Entries from a collection:
++++++++++++++++++++

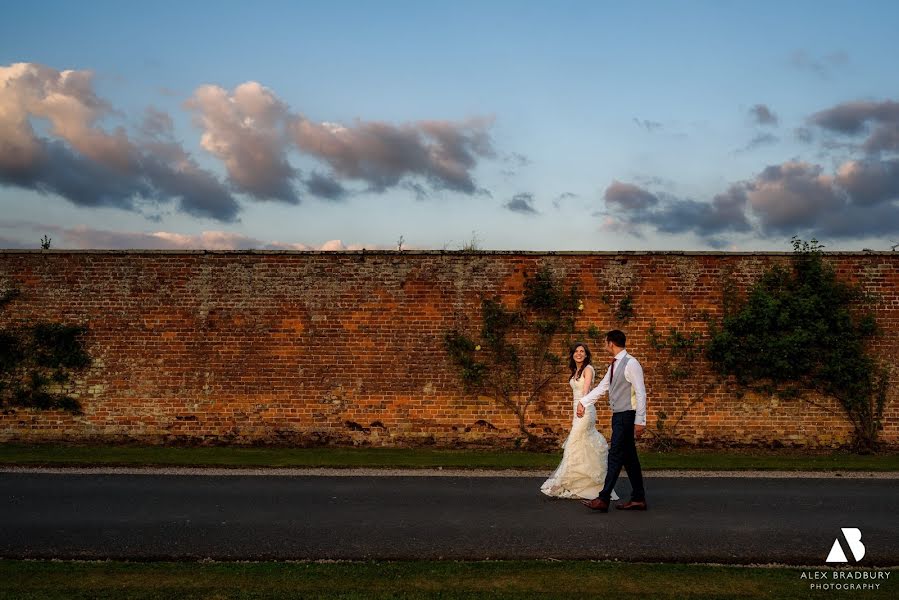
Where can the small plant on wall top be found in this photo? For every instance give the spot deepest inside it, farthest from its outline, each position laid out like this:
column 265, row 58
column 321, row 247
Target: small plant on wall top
column 517, row 353
column 802, row 329
column 38, row 361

++++++++++++++++++++

# Exercise task:
Recast every line of the entries above as a JSON list of strings, one string per line, with blank lines omitted. Leave the pictures out of the answer.

# Task solution:
[
  "Where can the small plant on wall top be found in this photo? For every instance give the spot deepest inside it, farthest from its outline, each position laid out like this:",
  "column 265, row 58",
  "column 321, row 247",
  "Target: small plant on wall top",
  "column 517, row 353",
  "column 802, row 329",
  "column 38, row 361"
]